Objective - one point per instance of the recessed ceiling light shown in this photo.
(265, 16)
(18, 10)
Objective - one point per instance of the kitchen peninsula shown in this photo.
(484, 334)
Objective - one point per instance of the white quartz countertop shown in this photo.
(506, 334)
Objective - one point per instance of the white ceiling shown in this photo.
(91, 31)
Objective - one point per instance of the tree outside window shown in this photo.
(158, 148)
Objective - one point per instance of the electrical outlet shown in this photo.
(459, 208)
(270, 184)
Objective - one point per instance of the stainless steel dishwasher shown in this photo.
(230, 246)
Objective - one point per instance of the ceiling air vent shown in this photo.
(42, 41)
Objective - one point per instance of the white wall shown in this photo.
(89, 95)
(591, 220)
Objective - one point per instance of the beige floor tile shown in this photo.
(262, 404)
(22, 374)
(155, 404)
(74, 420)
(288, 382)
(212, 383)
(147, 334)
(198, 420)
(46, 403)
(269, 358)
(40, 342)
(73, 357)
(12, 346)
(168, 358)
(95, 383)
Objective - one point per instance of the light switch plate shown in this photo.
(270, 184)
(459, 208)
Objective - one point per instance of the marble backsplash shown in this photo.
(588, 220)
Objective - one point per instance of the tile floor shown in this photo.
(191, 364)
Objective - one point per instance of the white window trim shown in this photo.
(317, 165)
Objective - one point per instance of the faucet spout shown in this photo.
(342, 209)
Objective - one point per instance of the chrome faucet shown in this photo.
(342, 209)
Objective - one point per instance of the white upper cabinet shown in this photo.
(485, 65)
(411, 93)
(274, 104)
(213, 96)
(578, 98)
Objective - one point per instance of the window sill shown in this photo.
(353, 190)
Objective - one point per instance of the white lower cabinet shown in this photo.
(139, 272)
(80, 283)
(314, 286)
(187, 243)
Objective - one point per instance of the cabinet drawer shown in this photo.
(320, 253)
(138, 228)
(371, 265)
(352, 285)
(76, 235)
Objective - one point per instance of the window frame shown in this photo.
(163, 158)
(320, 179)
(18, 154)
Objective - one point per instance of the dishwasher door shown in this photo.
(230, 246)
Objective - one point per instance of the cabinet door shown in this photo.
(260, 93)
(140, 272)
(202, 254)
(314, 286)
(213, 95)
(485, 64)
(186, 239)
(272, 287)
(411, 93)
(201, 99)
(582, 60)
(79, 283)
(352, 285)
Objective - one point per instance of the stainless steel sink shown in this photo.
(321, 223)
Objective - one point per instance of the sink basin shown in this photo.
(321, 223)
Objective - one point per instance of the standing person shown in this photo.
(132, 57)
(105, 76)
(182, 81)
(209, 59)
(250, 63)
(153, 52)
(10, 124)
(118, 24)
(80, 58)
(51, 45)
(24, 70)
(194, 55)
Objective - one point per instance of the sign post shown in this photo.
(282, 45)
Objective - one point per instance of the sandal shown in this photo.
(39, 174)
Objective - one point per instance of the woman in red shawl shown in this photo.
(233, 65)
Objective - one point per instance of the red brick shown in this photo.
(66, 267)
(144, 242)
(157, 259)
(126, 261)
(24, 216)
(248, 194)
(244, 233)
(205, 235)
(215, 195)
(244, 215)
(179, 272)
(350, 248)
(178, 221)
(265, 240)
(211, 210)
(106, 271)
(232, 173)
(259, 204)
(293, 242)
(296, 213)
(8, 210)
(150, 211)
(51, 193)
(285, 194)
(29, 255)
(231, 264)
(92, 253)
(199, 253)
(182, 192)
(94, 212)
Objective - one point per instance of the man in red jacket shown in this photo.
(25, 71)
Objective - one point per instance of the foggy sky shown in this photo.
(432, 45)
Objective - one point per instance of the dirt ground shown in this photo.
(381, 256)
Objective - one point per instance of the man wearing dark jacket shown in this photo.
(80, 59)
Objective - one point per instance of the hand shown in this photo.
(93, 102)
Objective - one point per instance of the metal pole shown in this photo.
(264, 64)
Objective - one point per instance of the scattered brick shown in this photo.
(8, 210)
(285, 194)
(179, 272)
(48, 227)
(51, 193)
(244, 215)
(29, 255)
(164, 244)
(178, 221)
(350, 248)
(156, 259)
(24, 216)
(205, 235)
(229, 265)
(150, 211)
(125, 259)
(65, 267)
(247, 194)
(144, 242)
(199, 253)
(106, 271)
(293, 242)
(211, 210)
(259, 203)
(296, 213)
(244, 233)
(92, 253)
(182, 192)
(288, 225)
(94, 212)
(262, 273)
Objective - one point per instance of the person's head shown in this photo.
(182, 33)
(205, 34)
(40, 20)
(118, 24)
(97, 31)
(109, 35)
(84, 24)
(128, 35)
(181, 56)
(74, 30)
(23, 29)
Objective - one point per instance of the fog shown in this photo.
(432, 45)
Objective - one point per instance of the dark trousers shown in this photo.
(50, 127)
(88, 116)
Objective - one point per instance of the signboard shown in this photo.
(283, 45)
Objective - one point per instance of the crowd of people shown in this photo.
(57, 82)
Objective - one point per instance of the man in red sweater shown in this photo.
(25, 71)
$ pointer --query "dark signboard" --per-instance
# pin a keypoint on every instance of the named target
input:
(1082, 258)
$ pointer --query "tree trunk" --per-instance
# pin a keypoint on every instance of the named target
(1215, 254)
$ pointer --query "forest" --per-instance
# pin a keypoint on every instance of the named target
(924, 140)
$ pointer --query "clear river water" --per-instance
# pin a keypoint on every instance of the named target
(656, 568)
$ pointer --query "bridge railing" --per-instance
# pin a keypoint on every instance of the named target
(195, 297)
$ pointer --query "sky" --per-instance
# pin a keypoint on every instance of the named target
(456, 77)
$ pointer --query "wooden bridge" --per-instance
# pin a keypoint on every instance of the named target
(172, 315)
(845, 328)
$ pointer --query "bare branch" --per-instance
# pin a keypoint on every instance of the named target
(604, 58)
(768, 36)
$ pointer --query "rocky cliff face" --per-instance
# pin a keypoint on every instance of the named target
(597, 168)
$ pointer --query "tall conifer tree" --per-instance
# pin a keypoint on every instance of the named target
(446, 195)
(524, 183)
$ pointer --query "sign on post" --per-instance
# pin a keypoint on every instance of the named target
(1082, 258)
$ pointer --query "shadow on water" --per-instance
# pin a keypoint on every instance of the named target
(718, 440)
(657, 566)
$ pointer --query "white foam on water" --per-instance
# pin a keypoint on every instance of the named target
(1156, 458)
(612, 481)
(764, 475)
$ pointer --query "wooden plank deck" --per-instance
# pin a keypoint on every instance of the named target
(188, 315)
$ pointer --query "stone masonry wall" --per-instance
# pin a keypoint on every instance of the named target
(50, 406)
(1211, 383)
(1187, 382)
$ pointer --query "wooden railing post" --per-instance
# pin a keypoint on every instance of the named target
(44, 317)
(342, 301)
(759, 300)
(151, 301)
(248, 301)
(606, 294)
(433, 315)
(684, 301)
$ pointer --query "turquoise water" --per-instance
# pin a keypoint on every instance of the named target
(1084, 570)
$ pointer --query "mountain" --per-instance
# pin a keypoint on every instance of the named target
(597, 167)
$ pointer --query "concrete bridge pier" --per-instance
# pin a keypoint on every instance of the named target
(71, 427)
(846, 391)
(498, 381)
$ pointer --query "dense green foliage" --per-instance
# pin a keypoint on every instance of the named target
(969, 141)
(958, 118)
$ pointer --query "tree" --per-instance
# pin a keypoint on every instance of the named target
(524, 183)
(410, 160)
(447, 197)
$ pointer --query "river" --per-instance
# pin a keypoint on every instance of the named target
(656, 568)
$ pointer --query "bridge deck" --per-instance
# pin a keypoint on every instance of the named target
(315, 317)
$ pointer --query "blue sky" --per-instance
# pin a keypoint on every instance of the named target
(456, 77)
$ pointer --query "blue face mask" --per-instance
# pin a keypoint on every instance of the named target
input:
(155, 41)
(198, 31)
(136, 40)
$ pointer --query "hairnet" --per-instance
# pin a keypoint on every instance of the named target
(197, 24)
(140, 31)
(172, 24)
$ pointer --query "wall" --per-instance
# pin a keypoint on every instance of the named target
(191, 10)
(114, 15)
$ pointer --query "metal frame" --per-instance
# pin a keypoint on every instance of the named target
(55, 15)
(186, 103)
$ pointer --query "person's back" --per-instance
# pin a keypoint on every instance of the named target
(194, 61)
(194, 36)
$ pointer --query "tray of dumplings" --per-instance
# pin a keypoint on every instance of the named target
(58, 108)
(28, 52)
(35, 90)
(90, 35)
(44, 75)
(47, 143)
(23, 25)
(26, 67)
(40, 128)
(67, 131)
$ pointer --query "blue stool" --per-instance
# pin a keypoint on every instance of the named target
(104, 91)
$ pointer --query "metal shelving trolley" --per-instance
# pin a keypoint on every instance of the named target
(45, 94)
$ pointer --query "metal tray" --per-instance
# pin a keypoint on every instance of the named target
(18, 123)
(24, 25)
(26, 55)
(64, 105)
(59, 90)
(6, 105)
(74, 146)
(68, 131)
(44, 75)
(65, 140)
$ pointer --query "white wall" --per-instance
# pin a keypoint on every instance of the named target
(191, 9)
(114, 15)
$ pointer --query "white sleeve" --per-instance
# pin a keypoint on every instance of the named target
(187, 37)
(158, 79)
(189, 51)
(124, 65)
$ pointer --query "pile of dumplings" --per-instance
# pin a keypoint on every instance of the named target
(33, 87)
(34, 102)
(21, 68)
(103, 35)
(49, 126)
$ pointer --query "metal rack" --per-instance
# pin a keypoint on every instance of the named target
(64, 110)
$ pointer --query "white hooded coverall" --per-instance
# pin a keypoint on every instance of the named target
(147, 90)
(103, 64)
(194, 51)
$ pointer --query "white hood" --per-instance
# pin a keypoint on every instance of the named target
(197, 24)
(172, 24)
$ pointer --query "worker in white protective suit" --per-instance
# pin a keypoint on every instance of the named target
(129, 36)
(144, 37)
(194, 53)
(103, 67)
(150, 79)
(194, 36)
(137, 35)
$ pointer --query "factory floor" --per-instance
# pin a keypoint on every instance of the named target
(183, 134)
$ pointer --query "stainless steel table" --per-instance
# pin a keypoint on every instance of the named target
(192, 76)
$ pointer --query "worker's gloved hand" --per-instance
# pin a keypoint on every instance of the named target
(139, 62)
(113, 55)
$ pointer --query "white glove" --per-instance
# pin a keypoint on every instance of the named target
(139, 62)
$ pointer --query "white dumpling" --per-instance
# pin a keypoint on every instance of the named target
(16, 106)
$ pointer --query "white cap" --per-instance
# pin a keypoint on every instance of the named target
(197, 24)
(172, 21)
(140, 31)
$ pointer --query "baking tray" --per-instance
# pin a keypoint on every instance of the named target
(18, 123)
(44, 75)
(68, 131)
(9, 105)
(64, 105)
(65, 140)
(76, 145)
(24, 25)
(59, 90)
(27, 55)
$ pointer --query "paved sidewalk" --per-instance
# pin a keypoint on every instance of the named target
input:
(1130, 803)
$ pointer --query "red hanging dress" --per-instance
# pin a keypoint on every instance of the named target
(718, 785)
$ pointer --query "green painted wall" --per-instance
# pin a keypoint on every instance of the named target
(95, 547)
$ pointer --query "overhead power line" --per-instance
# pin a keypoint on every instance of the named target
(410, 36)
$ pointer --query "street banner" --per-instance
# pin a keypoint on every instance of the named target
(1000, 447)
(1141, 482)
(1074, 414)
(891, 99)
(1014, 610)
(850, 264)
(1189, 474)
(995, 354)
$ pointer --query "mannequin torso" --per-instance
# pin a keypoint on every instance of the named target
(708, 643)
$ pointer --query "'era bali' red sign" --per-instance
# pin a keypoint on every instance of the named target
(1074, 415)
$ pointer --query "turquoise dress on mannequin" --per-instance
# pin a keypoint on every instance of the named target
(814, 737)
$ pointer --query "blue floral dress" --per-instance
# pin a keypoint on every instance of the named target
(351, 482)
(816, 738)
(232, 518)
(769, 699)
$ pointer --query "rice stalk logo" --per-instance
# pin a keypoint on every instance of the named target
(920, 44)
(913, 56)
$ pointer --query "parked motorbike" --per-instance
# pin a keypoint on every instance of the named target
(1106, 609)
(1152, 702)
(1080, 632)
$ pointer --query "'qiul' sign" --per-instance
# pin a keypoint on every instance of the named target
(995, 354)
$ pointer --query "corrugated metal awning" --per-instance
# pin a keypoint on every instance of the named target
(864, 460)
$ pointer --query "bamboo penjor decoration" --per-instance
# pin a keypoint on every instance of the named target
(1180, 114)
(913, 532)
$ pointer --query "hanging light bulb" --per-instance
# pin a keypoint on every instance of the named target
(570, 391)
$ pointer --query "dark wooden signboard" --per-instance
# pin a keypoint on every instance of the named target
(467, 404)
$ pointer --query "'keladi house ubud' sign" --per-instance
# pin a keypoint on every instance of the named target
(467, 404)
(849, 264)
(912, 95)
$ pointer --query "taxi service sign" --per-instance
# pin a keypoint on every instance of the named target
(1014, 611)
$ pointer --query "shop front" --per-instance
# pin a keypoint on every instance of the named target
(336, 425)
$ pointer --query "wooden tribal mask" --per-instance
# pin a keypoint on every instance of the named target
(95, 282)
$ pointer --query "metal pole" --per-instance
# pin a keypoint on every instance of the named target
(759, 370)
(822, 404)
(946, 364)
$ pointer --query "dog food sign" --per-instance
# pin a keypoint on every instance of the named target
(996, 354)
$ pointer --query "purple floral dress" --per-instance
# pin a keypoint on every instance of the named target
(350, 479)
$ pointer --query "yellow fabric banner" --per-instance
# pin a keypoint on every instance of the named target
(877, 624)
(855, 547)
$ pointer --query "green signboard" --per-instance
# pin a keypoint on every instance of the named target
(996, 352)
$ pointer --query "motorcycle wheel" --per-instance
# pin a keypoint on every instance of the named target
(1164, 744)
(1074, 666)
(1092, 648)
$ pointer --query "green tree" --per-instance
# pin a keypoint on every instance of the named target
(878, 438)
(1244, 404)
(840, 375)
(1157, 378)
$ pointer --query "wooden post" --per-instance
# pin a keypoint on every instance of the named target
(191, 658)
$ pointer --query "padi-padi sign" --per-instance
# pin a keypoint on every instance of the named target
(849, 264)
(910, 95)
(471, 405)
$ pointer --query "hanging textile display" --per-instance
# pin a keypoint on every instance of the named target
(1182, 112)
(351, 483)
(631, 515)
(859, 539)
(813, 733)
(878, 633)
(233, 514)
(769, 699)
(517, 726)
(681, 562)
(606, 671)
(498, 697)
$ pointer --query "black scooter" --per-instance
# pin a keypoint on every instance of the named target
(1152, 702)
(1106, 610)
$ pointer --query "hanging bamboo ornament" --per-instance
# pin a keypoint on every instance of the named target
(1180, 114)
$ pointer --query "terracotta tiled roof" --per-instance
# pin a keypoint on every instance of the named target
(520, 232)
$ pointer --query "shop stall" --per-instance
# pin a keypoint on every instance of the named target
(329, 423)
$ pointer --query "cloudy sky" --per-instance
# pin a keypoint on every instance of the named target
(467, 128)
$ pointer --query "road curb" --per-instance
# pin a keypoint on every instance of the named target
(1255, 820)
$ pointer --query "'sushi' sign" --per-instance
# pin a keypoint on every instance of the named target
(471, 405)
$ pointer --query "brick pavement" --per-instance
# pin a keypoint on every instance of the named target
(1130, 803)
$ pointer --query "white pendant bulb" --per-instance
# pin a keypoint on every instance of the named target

_WHAT YOU SHOULD DO:_ Copy every line above that contains the string "signboard", counting only matches with the same case.

_RESULT OF THIS EXERCISE:_
Objective - one point per instance of the signboard shown in this photo.
$ pointer --query "dark signboard" --per-instance
$ pointer --query "dark wooden signboard" --per-instance
$ pointer --query "green signboard" --per-instance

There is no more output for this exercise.